======== Document passage ========
LOL at the negative replies, have any of you heard how good it sounds? At least be positive and grateful they are mixing up things a little... And tell me that the pirelli edition, K2 and Trek was not some form of cross marketing? :facepalm: :wave:


----------



## abeR (Sep 13, 2002)

How can cars and guitars be bad???


----------



## VR6Now (Dec 31, 2000)

Boricua*jetta16v said:


> LOL at the negative replies, have any of you heard how good it sounds? At least be positive and grateful they are mixing up things a little... And tell me that the pirelli edition, K2 and Trek was not some form of cross marketing? :facepalm: :wave:


Regardless of how good it sounds, is it necessary to have a Fender Edition? There are Beetles that have the Fender audio but are not Fender editions. It's just a branding exercise to make a few extra bucks for all concerned.
========
Directions:
(1) In the forum thread about the Fender Edition, rewrite the paragraph beginning "Regardless of how good it sounds" as a short list that keeps its main points.
(2) Resume the forum thread about the Fender Edition with a new reply that follows its last post.
The rows come from a different source than the forum thread about the Fender Edition.
======== Material provided ========
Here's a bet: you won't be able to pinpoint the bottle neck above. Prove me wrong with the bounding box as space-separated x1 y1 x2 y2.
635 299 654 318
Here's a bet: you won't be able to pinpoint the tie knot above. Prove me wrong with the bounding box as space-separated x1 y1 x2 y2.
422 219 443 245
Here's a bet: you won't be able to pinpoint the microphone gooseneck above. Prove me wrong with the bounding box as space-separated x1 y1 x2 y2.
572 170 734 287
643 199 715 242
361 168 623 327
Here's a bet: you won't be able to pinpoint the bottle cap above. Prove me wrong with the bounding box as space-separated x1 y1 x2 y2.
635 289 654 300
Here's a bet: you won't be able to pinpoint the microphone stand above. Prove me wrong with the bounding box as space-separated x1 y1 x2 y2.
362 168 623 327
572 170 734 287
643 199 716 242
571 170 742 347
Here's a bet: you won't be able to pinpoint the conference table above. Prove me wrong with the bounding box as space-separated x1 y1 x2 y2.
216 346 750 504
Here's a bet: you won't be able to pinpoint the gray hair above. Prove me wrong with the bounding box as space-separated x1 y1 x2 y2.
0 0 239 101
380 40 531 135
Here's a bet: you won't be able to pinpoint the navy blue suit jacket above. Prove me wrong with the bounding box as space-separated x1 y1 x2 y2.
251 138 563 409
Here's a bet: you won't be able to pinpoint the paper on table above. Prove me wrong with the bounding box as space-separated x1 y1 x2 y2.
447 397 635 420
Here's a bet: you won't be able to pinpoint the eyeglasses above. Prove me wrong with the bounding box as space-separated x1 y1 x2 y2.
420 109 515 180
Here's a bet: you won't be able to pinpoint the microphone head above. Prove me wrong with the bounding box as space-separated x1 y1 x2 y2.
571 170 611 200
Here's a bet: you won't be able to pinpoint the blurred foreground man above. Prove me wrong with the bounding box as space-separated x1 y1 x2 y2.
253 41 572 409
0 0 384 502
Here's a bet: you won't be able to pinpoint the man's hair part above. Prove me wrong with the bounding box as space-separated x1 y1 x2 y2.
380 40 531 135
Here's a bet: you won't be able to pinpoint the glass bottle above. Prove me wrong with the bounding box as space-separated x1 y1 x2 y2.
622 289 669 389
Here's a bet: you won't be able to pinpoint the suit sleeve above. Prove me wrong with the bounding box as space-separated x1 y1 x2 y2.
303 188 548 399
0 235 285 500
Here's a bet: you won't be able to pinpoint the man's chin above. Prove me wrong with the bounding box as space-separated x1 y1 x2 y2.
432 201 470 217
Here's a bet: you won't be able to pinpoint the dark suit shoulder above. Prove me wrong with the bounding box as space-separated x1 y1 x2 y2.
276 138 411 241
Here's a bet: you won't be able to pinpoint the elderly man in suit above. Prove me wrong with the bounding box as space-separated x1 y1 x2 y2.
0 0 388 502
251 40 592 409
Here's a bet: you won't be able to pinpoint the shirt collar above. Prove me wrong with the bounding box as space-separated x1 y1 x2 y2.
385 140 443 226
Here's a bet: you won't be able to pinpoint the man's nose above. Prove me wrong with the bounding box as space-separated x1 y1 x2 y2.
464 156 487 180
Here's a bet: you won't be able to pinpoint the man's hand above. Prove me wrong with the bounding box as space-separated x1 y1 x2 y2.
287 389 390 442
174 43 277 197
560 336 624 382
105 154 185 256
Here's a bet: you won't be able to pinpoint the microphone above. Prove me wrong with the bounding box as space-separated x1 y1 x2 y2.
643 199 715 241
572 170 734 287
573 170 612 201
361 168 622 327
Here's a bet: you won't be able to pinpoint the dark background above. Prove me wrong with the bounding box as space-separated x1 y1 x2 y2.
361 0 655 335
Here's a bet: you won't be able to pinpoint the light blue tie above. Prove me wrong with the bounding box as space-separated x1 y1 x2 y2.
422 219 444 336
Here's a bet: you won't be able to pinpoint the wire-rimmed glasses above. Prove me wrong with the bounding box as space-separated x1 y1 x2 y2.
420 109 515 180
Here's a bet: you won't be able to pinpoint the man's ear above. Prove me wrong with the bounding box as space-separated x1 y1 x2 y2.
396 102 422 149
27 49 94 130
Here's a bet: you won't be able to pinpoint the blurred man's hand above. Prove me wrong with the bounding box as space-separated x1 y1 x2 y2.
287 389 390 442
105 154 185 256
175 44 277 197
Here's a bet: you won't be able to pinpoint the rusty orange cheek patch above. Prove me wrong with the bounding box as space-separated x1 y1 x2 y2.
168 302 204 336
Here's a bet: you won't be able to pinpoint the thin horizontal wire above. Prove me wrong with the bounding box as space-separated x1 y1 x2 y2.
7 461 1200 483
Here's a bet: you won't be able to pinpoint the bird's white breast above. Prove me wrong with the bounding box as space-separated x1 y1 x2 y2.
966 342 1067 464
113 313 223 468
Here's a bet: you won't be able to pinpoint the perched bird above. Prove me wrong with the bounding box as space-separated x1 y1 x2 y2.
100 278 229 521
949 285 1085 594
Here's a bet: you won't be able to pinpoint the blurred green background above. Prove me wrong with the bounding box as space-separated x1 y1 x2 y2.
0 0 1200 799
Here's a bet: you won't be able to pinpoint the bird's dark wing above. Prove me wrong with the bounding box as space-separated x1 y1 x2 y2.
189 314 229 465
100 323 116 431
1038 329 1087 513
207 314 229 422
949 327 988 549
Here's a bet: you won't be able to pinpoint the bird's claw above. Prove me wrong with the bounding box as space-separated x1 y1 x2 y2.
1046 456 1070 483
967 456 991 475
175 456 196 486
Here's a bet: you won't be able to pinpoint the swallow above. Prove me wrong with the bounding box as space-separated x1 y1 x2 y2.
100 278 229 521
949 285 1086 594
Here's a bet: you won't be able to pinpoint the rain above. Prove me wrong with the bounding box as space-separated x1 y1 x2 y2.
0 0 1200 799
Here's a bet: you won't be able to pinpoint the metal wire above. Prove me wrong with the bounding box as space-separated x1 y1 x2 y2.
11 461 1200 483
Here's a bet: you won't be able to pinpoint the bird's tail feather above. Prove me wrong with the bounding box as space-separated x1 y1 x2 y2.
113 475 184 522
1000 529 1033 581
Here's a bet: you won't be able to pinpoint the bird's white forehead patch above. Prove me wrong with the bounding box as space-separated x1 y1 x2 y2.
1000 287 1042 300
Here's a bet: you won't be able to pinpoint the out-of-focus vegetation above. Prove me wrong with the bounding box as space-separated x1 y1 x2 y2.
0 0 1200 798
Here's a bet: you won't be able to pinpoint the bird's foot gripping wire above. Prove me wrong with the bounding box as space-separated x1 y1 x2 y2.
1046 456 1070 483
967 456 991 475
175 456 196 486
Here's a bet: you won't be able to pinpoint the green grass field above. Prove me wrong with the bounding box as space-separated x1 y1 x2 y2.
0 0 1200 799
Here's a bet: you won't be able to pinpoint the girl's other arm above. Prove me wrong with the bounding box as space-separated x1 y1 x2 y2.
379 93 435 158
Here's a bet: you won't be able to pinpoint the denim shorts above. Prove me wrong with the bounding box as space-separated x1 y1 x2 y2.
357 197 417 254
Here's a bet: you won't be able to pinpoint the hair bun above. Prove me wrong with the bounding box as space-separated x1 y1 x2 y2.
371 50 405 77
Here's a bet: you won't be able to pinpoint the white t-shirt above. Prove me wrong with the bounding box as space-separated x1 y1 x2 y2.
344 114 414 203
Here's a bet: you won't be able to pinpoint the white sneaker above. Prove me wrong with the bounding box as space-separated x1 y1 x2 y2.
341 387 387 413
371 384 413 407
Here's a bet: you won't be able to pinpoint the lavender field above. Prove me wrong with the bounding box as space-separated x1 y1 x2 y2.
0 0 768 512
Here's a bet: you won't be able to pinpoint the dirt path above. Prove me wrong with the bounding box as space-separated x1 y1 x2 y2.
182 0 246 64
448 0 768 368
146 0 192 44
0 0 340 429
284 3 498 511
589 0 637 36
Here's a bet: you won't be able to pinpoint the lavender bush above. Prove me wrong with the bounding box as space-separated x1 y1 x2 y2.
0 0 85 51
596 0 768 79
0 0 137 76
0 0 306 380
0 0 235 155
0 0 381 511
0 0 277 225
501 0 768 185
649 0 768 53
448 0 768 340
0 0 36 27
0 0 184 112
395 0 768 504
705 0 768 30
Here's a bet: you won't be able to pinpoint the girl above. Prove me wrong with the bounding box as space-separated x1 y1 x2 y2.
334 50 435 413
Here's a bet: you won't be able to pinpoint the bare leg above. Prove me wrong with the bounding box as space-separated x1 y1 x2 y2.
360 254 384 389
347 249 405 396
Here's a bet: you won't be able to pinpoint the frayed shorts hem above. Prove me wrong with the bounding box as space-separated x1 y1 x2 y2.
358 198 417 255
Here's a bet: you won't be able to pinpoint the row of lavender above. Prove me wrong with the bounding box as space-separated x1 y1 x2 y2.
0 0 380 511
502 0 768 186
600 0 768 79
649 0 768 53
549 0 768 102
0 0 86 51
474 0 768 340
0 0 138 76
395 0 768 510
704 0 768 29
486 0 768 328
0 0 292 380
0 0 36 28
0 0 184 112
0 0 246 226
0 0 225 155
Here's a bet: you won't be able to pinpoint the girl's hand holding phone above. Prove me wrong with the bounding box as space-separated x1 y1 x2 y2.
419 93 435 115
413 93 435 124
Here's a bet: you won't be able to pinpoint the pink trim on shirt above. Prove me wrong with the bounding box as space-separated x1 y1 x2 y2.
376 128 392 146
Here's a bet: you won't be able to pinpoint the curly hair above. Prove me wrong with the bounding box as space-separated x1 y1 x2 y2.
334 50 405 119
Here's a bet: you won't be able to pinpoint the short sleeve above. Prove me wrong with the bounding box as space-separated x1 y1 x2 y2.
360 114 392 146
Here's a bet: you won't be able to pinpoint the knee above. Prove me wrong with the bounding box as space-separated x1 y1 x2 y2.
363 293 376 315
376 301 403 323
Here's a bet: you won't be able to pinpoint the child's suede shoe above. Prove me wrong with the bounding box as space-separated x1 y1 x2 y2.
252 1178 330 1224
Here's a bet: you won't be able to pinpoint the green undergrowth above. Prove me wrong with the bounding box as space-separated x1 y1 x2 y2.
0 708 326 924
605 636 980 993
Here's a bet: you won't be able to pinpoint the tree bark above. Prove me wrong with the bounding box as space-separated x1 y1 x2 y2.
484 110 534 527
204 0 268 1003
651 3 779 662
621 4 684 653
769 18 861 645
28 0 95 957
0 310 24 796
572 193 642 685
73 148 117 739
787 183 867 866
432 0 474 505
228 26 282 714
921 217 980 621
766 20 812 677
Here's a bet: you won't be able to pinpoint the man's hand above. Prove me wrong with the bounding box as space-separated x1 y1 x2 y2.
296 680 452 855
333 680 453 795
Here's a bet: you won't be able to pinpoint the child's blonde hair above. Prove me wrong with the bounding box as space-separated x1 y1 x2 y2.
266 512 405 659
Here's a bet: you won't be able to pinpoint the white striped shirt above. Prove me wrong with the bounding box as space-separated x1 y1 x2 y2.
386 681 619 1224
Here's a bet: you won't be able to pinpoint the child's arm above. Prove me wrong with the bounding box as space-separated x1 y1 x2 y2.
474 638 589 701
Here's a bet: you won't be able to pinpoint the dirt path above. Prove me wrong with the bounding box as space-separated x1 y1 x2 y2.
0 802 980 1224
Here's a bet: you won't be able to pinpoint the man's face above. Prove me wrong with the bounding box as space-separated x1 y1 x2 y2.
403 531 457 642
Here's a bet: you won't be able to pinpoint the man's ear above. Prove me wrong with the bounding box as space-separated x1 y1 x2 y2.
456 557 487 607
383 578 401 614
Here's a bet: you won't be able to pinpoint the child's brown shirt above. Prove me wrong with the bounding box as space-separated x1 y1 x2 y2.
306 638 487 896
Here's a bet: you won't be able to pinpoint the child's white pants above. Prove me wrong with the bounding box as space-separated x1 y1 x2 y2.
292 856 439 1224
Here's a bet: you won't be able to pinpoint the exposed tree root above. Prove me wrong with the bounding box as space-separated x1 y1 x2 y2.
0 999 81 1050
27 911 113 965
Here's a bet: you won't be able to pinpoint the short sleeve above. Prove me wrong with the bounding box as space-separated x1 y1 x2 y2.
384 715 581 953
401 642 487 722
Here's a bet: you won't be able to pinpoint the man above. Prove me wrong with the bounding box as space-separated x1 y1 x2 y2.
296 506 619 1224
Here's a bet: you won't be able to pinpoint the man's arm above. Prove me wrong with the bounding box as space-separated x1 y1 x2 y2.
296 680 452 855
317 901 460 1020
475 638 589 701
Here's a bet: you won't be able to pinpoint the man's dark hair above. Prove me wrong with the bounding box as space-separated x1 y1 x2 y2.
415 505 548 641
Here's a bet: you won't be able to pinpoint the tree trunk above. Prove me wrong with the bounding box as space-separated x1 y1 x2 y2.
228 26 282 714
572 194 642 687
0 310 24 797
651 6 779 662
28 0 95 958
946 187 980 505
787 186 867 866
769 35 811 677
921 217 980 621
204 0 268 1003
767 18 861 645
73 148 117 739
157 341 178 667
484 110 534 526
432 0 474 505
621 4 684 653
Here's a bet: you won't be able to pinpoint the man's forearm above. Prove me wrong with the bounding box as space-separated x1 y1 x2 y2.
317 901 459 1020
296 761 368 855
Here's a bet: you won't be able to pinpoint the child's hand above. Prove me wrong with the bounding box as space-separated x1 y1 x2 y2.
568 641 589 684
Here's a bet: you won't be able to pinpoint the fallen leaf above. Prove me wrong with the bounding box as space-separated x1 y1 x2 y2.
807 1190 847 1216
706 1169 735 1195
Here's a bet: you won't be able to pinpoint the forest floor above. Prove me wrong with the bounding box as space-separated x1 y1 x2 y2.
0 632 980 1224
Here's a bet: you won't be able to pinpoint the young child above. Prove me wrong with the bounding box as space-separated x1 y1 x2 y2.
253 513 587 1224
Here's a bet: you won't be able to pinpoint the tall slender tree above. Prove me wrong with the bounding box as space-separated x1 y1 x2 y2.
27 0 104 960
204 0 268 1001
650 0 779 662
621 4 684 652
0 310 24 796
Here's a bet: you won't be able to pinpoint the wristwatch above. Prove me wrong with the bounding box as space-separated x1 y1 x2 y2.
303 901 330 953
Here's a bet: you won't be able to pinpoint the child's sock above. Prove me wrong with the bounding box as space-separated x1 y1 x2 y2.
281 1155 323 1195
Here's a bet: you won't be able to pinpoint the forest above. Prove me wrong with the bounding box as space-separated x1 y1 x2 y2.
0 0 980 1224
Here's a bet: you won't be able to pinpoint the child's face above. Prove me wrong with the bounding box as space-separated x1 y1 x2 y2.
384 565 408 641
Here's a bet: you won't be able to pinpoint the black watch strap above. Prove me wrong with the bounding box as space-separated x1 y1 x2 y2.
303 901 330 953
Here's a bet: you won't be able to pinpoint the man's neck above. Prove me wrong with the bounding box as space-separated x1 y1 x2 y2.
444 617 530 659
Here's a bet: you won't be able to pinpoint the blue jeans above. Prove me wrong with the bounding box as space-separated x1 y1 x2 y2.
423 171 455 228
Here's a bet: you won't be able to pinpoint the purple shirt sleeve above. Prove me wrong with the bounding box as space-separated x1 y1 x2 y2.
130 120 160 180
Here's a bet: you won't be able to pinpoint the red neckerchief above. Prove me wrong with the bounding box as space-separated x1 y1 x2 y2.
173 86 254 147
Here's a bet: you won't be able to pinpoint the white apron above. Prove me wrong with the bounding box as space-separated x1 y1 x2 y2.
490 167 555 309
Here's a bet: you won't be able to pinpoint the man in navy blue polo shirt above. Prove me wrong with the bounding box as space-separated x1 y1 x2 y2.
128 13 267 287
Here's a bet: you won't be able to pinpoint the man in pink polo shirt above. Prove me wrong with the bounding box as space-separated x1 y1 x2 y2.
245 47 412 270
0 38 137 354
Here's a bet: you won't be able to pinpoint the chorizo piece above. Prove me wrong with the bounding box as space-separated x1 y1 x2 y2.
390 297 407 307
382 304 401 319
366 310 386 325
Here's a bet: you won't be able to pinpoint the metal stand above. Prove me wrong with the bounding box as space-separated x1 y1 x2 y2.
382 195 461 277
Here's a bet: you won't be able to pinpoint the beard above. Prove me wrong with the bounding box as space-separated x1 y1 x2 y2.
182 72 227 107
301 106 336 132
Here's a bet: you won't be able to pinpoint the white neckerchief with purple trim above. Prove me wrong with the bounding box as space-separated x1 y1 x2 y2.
========
Results of the tasks:
(1)
- A Fender Edition may not be necessary, however good it sounds.
- Some Beetles have Fender audio without being Fender editions.
- The edition is a branding exercise to make a few extra bucks for all concerned.

(2)
I'm positive and grateful for the Golf R which is just about the only thing VW has offered that I actually asked for! I'm positive about VW trying to compensate for the cheapening of thier products as of lately. I'd be grateful if VW offered a Beetle TDI with an independent rear suspension and fog lamps. I'd be grateful if VW finally offered a Tiguan TDI. I see no need to be grateful for something I don't want, did not ask for, and do not need! The mixing up I would like to see seems not likely to come. I'd love to show VW some gratitude but I can't seem to find anything to be greatful for!


----------



## kuma85 (Oct 22, 2007)

European car should have european band 

For instance... The Beatles. 

Beatles Edition Beetle... anyone get what im saying? 

anyone smelling what im stepping in? 

tracking like a VCR? 

anyways, continue.


----------



## kuma85 (Oct 22, 2007)

and for a guitar, it should come with a Les Paul or a Gretch.


----------



## abeR (Sep 13, 2002)

Most Americans sadly know the fender brand more than others?



What's a VCR?


----------



## kuma85 (Oct 22, 2007)

You gotta be the worst bot ever. None of that made sense. Vwvortex you are failing at keeping the spam down.


----------



## PatrickGTIVI (Aug 10, 2012)

LOL @ all of the negative responses from desk-jockies not in the automotive segment at all. Pretty funny that they pretend to know what they are talking about. OMG cross-marketing, wait, you think that is bad? lol.

Anyway, that dash treatment is fantastic. Very beautiful.


----------



## VR6Now (Dec 31, 2000)

PatrickGTIVI said:


> LOL @ all of the negative responses from desk-jockies not in the automotive segment at all. Pretty funny that they pretend to know what they are talking about. OMG cross-marketing, wait, you think that is bad? lol.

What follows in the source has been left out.